» Source text:
==========

Test Anxiety and SAT Prep

Today’s SAT prep article from Love the SAT is about one of those subjects that almost everyone has a little bit of personal experience with: the feeling of anxiety before a big, important test.

The SAT test itself is one of the biggest, most important, most stressful tests of our ENTIRE education and it determines what colleges, universities, and careers we will have a chance at.

It’s really no exaggeration to say that for many students, the SAT test will be the single most-important test of their ENTIRE LIVES - so it’s very easy to be sympathetic and understanding when we hear about students feeling anxious, frustrated and confused about SAT testing.

Today’s article is going to give a perfect-scoring pro tutor’s perspective on how test anxiety can affect your students and some specific suggestions on how to deal with this and come out optimistic and on top.

What Is Test Anxiety?

“Test Anxiety” is a negative emotional and mental state students find themselves in before, during, and after a big and important test like the SAT.

This nervous, frustrated feeling is one of the most common sources of stress and bad SAT scores. Test anxiety can prevent a natural, confident performance from taking place during testing, leading to a lower-than-expected outcome in scores.

The negative and distracting feelings of serious test anxiety come from many possible sources and this requires careful planning and practice to handle it and manage it appropriately.

Every good SAT tutor knows that test anxiety can hurt scores more than math, reading, or vocabulary ever could!

What Causes Test Anxiety and How Does It Feel?

Anxieties can strike any student, any time - and they can come from a surprising variety of reasons and sources. Here are a few common key reasons that high school students experience SAT-based testing anxiety:

  • Lack of preparation (unaware of need to prepare): Feelings of surprise, frustration, shock, confusion.
  • Lack of preparation (aware of need to prepare, but procrastinating) - nervous, tense, worried, fearful of the unknown test.
  • Fear of judgement (from friends, siblings, parents, teachers) - embarrassed, quiet, shy, afraid to ask for help.
  • Fear of failure (college, school, life, personal) - paralyzed, stuck, unwilling to try, lazy.
  • Fear of success (avoid sticking out or being separate, afraid of potential) - self-sabotaging, destructive habits, wasting time, lack of focus.
  • “Last chance” situations - These are particularly dangerous for seniors, and for students who don’t study test prep during the summer.

There are many origins of test anxiety and what matters most is just to keep asking questions and staying on top of emotional and mental health while preparing for stressful and strenuous SAT testing.

Who Suffers From SAT Test Anxiety?

==========

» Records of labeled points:
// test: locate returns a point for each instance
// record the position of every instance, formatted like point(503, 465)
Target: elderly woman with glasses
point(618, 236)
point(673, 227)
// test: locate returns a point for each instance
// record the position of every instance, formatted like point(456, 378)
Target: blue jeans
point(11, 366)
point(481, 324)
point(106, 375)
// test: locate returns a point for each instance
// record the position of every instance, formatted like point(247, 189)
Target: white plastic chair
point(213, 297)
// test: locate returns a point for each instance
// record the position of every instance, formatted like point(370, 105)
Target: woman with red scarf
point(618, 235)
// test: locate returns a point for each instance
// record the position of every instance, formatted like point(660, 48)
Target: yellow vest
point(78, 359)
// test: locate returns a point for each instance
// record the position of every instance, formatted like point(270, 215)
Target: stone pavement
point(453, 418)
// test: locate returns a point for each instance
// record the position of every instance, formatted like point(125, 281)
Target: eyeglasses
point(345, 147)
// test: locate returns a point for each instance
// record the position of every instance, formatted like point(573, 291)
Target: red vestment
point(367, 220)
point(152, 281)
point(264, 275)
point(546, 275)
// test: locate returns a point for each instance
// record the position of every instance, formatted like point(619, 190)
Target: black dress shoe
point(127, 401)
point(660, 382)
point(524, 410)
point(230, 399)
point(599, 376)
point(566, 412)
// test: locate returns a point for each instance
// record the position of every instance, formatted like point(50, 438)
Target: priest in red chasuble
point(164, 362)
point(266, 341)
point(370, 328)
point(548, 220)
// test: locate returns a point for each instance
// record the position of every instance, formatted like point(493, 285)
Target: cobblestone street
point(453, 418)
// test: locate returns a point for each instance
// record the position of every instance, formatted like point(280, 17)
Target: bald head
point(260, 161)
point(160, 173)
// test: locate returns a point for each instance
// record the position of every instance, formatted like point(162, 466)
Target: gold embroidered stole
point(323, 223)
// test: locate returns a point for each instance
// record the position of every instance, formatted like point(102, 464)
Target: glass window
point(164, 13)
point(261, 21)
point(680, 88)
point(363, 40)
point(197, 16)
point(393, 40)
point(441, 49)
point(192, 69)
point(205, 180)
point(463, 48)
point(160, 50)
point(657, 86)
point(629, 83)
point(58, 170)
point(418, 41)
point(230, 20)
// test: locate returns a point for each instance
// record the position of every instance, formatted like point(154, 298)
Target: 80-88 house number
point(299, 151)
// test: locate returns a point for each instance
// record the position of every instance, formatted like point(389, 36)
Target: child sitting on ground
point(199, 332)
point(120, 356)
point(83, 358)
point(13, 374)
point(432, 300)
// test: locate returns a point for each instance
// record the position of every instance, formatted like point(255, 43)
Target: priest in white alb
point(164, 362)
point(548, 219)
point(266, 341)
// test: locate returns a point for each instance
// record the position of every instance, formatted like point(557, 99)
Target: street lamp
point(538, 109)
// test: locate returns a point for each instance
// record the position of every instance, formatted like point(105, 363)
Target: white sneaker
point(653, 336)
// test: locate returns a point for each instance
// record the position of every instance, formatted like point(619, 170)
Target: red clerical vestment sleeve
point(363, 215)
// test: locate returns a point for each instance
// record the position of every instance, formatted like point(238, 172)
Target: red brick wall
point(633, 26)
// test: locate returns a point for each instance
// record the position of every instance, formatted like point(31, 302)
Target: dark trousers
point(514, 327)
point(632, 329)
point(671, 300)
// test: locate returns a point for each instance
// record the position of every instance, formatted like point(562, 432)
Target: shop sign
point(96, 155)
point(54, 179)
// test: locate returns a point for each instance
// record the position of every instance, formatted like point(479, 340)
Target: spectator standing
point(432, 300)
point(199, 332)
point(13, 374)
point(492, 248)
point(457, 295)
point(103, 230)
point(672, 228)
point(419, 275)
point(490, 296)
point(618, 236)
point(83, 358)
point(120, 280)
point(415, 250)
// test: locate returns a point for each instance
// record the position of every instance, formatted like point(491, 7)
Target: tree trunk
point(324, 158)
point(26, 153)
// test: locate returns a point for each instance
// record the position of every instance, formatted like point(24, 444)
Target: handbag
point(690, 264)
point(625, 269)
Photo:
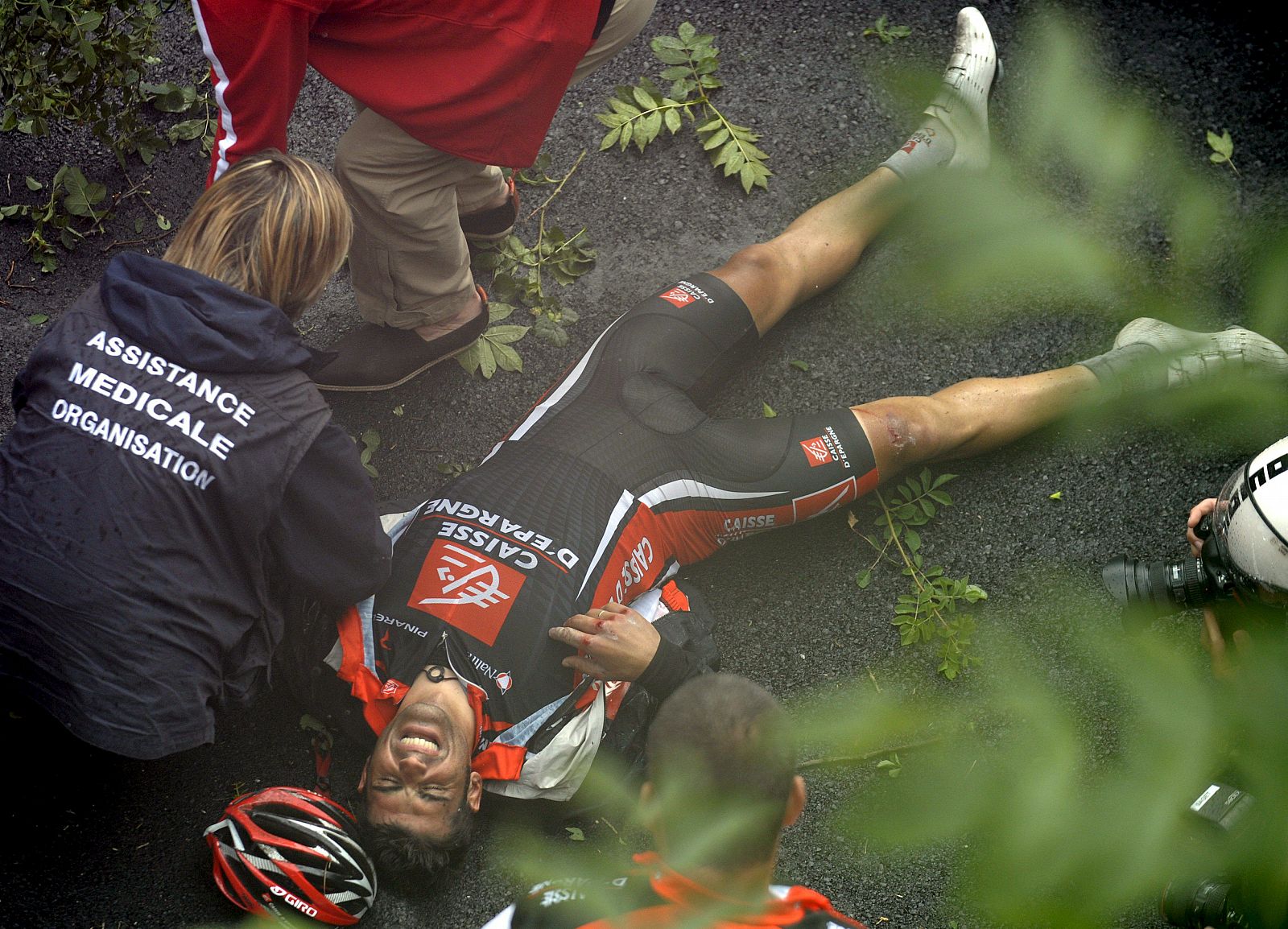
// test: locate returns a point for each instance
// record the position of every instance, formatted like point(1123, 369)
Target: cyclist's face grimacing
point(419, 772)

==========

» Written task 1: Rewrite the stretch of the SAT test anxiety article from "The negative and" through "frustration, shock, confusion.", replacing "sources" with "origins".
» Written task 2: Write the next part of the SAT test anxiety article, continuing after its last line.
The records are not needed for anything here.

» Reply 1:
The negative and distracting feelings of serious test anxiety come from many possible origins and this requires careful planning and practice to handle it and manage it appropriately.

Every good SAT tutor knows that test anxiety can hurt scores more than math, reading, or vocabulary ever could!

What Causes Test Anxiety and How Does It Feel?

Anxieties can strike any student, any time - and they can come from a surprising variety of reasons and origins. Here are a few common key reasons that high school students experience SAT-based testing anxiety:

  • Lack of preparation (unaware of need to prepare): Feelings of surprise, frustration, shock, confusion.

» Reply 2:
Not all students suffer from test anxiety. Some personality types thrive on the intense pressure and difficulty of standardized testing. Type-A personality students often enjoy (or at least, don’t mind) the process of competing intellectually and pushing themselves to practice and imprve.

The type of students that I see as a tutor suffering the most from SAT test anxiety are the shy students who want to impress their parents and teachers but worry that

Some students also grapple with a feeling of laziness, or if not laziness, then a fear of failure that makes some students feel defeated before they even start preparing.

There’s no way to tell who will be attacked by test anxiety - even confident, brilliant students can feel overwhelmed by the difficulties, pressures, and frustrations of SAT prep.

When Does SAT Test Anxiety Occur?

Test anxiety occurs in several key phases, growing in intensity as the test approaches, and reaching ultimate “panic mode” when an anxious student is sitting in the actual test and feels stuck or trapped on a question.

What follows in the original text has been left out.